EXCERPT TO READ:
┌──

I'm implementing a wrapper of a C library for Python. The obvious choice
is to write some C linked to libpython, and the not so obvious but
simpler one is to use ctypes. ctypes is really simple to use: it has
ways to declare structures and function types, with several classes that
represents the simple types: c_int, c_char, c_char_p, c_void_p,
etc.
Now, this library has a function, write(), that handles a buffer. In
this case, for buffer I mean a fixed size space in memory with data,
paired with an integer telling us how much of the space is really data.
So basically its declaration is like this:
void (*write) (const char *buf, size_t size);
The void pointer is because this is the type of a struct member that has
to point to such a function. Looking at that declaration, one would
think that, assuming a c_size_t is already declared with the correct
type, the corresponding declaration in ctypes is:
write_t = CFUNCTYPE(c_void_p, c_char_p, c_size_t)
This is what the ctypes
documentation
calls a callback function.
The problem arises with the c_char_p there. With this class, ctypes
assumes that the parameter is a string, and not a buffer. Both strings
and buffers in C are fixed size space in memory. The difference between
them is that strings are \x00 ended, so its size it's determined by
the first occurence of a \x00 in the memory space, while a buffer has
to be accompanied by an integer, as I mentioned before. A \x00 cannot
occur in a string (the trailing one is not always considered as part of
the string per se), while it can occur several times in a buffer. In
fact, a buffer can be entirely full of \x00's.

└──

(Labeled point records)
┌──

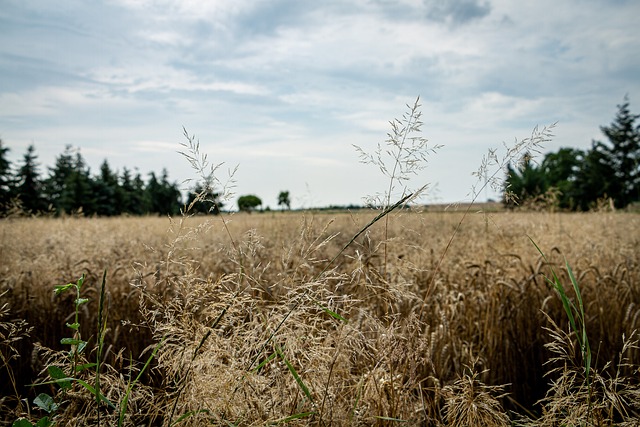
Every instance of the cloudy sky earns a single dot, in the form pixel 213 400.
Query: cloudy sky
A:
pixel 284 88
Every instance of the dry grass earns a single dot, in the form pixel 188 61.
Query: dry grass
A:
pixel 251 333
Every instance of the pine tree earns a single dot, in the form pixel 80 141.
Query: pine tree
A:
pixel 55 184
pixel 6 180
pixel 107 192
pixel 28 183
pixel 623 152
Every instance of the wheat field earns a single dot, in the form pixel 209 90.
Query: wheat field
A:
pixel 257 319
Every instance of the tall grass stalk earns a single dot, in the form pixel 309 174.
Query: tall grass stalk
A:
pixel 403 157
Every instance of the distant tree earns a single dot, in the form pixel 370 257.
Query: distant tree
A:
pixel 203 201
pixel 56 183
pixel 132 193
pixel 137 201
pixel 560 171
pixel 623 156
pixel 595 178
pixel 6 179
pixel 522 183
pixel 28 183
pixel 107 192
pixel 283 200
pixel 248 203
pixel 164 198
pixel 77 194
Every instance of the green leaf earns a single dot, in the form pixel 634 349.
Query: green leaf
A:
pixel 82 367
pixel 80 301
pixel 73 326
pixel 398 420
pixel 44 422
pixel 46 403
pixel 264 362
pixel 58 289
pixel 59 376
pixel 71 341
pixel 293 371
pixel 93 391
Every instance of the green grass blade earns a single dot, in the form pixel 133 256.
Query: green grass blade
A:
pixel 125 399
pixel 293 371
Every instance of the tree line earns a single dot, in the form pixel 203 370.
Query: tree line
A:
pixel 70 187
pixel 569 179
pixel 572 179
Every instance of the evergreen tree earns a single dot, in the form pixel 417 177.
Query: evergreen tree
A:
pixel 55 184
pixel 6 180
pixel 137 200
pixel 595 178
pixel 170 201
pixel 560 171
pixel 107 192
pixel 523 183
pixel 28 184
pixel 202 201
pixel 623 153
pixel 284 200
pixel 77 190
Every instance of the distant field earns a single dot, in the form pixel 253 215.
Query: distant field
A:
pixel 254 329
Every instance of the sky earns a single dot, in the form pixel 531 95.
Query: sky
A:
pixel 284 89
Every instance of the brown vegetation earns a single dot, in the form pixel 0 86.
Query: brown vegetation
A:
pixel 251 324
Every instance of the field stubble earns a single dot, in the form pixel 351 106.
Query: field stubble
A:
pixel 249 329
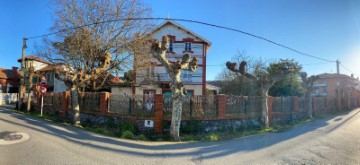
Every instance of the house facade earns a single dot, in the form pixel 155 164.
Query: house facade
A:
pixel 45 69
pixel 328 83
pixel 9 80
pixel 182 41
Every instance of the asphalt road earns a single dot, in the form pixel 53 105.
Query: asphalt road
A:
pixel 334 140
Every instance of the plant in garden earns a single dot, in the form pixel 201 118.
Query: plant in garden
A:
pixel 127 135
pixel 265 78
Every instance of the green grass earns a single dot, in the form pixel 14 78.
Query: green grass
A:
pixel 125 130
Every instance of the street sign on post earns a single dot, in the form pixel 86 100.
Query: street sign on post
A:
pixel 43 90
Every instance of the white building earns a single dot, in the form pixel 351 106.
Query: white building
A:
pixel 182 41
pixel 46 69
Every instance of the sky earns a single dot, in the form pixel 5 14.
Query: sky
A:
pixel 328 29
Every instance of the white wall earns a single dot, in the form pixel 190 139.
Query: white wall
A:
pixel 59 86
pixel 121 90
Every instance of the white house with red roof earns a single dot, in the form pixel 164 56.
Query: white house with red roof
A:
pixel 46 69
pixel 182 41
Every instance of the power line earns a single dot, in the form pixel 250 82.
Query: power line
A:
pixel 192 21
pixel 319 63
pixel 346 68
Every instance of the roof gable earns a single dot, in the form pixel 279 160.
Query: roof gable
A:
pixel 185 30
pixel 34 58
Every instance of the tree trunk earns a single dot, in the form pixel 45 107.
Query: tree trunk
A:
pixel 176 117
pixel 75 106
pixel 264 107
pixel 309 103
pixel 29 102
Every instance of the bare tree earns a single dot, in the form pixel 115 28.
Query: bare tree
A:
pixel 265 78
pixel 158 50
pixel 94 38
pixel 233 83
pixel 308 83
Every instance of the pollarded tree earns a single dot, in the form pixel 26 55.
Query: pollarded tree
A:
pixel 94 38
pixel 308 83
pixel 265 78
pixel 158 51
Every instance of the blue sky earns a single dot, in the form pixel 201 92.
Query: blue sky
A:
pixel 328 29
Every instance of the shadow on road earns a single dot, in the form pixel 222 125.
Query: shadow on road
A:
pixel 207 150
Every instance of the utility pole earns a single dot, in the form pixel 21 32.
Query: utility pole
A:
pixel 22 69
pixel 338 84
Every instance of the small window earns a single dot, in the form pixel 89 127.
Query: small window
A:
pixel 188 46
pixel 171 45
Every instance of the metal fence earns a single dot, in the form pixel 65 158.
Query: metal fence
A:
pixel 194 106
pixel 136 105
pixel 89 101
pixel 247 106
pixel 8 98
pixel 52 102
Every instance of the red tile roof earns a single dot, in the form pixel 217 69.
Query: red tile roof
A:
pixel 7 74
pixel 31 57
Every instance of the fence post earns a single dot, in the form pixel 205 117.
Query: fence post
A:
pixel 65 104
pixel 221 106
pixel 269 104
pixel 159 113
pixel 314 110
pixel 296 104
pixel 104 97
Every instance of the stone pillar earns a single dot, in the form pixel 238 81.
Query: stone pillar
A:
pixel 296 104
pixel 269 101
pixel 314 111
pixel 221 106
pixel 159 113
pixel 104 98
pixel 65 104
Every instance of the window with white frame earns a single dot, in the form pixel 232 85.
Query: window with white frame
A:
pixel 188 46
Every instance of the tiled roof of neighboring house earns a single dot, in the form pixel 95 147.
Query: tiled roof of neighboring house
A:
pixel 49 67
pixel 7 74
pixel 180 27
pixel 330 75
pixel 116 80
pixel 31 57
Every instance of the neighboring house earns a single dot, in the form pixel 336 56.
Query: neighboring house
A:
pixel 53 84
pixel 45 69
pixel 327 84
pixel 182 41
pixel 9 80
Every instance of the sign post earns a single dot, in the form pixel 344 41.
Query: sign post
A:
pixel 43 91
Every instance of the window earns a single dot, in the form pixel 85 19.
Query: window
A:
pixel 171 45
pixel 188 46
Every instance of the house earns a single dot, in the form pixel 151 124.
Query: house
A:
pixel 327 84
pixel 45 69
pixel 9 80
pixel 182 40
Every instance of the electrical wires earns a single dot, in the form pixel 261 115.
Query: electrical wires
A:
pixel 191 21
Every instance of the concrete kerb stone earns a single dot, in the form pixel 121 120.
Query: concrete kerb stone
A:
pixel 24 137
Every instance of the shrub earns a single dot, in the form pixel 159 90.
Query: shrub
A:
pixel 187 138
pixel 191 126
pixel 214 137
pixel 142 137
pixel 127 135
pixel 126 126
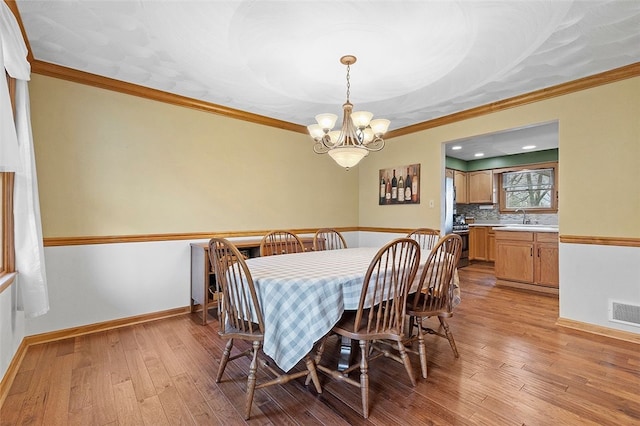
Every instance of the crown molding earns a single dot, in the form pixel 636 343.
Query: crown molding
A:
pixel 57 71
pixel 617 74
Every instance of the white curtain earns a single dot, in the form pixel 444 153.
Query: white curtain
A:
pixel 17 155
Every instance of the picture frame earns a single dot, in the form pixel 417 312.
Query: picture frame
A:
pixel 393 180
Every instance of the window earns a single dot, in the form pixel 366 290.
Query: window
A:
pixel 529 189
pixel 7 263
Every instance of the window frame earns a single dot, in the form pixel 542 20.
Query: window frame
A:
pixel 7 235
pixel 502 199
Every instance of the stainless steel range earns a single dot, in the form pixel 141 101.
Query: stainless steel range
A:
pixel 461 228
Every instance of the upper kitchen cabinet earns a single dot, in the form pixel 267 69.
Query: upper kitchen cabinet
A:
pixel 480 186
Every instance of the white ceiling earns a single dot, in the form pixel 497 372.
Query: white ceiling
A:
pixel 537 137
pixel 416 60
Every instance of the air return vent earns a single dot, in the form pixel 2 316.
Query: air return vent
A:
pixel 624 313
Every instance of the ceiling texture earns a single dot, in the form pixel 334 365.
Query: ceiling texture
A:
pixel 417 60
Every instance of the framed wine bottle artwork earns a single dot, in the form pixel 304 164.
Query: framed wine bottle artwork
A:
pixel 399 185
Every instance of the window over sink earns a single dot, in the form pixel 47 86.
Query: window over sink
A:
pixel 530 188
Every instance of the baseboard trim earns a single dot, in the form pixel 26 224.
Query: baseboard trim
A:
pixel 12 371
pixel 530 287
pixel 626 336
pixel 37 339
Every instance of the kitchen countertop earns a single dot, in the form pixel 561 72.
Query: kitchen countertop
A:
pixel 511 226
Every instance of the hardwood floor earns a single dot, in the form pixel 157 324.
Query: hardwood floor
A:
pixel 515 367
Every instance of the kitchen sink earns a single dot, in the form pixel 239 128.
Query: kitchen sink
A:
pixel 529 227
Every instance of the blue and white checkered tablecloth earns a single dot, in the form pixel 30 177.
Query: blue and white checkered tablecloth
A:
pixel 303 295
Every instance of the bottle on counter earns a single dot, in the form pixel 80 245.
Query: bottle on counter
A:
pixel 407 187
pixel 394 187
pixel 401 188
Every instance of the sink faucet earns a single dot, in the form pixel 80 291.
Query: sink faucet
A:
pixel 524 216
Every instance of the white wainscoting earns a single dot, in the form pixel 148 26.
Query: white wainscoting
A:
pixel 12 329
pixel 96 283
pixel 90 284
pixel 591 276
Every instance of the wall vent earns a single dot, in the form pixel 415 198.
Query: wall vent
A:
pixel 624 313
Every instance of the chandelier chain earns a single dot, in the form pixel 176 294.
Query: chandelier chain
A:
pixel 348 82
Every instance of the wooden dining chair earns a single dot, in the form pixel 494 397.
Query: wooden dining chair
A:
pixel 434 296
pixel 426 237
pixel 280 242
pixel 328 239
pixel 380 313
pixel 241 319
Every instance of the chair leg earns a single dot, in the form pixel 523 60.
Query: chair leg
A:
pixel 422 349
pixel 313 374
pixel 449 335
pixel 364 379
pixel 251 379
pixel 407 363
pixel 225 358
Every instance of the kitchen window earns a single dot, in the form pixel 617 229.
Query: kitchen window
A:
pixel 529 188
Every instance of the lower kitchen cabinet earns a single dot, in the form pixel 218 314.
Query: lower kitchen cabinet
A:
pixel 527 257
pixel 546 260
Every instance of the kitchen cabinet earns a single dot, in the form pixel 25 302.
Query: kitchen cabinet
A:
pixel 461 186
pixel 480 187
pixel 546 260
pixel 527 257
pixel 204 291
pixel 491 245
pixel 477 243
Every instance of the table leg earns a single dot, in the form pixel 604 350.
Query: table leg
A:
pixel 347 349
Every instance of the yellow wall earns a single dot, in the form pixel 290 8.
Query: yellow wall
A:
pixel 599 155
pixel 113 164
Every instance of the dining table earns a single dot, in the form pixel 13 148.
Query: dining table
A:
pixel 303 295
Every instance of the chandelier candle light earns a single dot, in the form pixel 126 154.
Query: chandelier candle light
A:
pixel 359 134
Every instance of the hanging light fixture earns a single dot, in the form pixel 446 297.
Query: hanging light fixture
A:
pixel 359 134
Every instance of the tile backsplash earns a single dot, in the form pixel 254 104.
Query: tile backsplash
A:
pixel 493 215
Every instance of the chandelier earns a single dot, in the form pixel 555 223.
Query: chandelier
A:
pixel 359 134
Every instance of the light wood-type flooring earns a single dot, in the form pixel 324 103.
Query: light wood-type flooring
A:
pixel 516 367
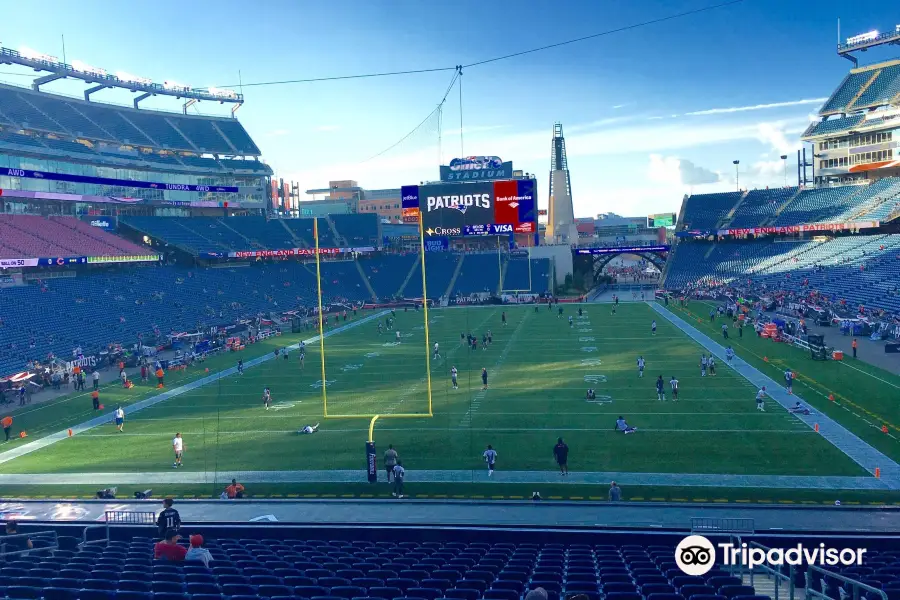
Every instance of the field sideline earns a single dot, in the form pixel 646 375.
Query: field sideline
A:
pixel 539 369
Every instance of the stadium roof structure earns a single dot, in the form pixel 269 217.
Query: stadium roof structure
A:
pixel 103 80
pixel 862 42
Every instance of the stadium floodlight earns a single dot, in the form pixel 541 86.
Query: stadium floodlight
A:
pixel 35 55
pixel 221 93
pixel 83 67
pixel 174 85
pixel 863 37
pixel 129 78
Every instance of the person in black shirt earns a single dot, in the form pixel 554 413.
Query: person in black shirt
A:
pixel 17 544
pixel 561 454
pixel 168 518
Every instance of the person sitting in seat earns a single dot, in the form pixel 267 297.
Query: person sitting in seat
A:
pixel 622 426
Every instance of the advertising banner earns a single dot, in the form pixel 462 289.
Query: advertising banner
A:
pixel 109 181
pixel 437 244
pixel 476 168
pixel 447 208
pixel 625 249
pixel 15 263
pixel 801 228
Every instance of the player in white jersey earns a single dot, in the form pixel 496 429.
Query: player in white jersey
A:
pixel 490 457
pixel 178 448
pixel 760 397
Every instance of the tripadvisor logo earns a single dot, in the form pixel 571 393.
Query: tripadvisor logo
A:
pixel 696 555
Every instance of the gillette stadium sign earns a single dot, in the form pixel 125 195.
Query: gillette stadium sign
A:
pixel 476 168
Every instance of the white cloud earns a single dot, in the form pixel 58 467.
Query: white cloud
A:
pixel 776 135
pixel 734 109
pixel 678 171
pixel 472 129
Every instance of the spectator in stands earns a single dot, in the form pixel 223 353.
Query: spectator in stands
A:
pixel 615 492
pixel 235 490
pixel 197 552
pixel 16 544
pixel 168 519
pixel 168 548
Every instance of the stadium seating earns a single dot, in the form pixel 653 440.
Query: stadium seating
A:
pixel 882 90
pixel 68 117
pixel 861 269
pixel 834 125
pixel 30 236
pixel 759 205
pixel 848 89
pixel 839 204
pixel 94 310
pixel 704 211
pixel 386 570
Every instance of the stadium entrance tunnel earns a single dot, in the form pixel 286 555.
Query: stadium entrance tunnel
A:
pixel 592 261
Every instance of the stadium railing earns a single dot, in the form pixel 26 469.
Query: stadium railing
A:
pixel 42 540
pixel 113 517
pixel 824 575
pixel 774 573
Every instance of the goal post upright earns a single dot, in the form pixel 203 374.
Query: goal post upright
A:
pixel 321 316
pixel 425 310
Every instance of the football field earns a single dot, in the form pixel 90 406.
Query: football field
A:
pixel 539 369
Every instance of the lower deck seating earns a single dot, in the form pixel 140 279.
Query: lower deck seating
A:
pixel 335 570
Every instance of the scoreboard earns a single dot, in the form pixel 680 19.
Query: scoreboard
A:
pixel 661 220
pixel 473 209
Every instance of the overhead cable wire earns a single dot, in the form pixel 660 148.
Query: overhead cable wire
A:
pixel 497 58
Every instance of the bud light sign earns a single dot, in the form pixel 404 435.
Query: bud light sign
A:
pixel 104 223
pixel 476 168
pixel 437 244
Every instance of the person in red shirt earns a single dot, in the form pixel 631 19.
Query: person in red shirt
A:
pixel 168 549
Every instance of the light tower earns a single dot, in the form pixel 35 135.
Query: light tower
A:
pixel 561 227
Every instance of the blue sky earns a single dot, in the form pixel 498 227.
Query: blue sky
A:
pixel 649 114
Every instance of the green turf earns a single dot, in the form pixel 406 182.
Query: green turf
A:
pixel 536 394
pixel 861 392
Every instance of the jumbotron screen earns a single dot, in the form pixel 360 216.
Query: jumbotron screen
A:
pixel 476 208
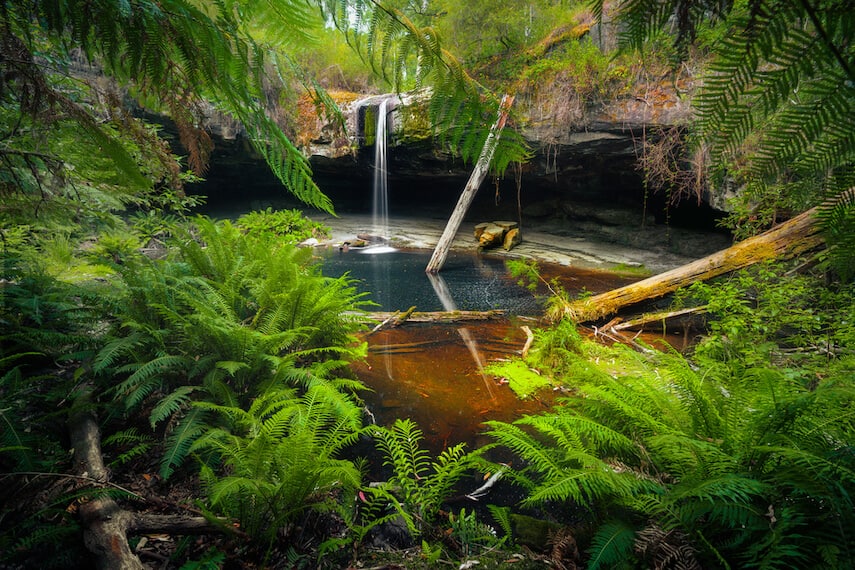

└──

EXERCISE GOAL:
Reproduce the ctypes passage word for word, from "So basically its" up to and including "CFUNCTYPE(c_void_p, c_char_p, c_size_t)". The items have no connection to the ctypes passage.

REPLY TO THE EXERCISE:
So basically its declaration is like this:
void (*write) (const char *buf, size_t size);
The void pointer is because this is the type of a struct member that has
to point to such a function. Looking at that declaration, one would
think that, assuming a c_size_t is already declared with the correct
type, the corresponding declaration in ctypes is:
write_t = CFUNCTYPE(c_void_p, c_char_p, c_size_t)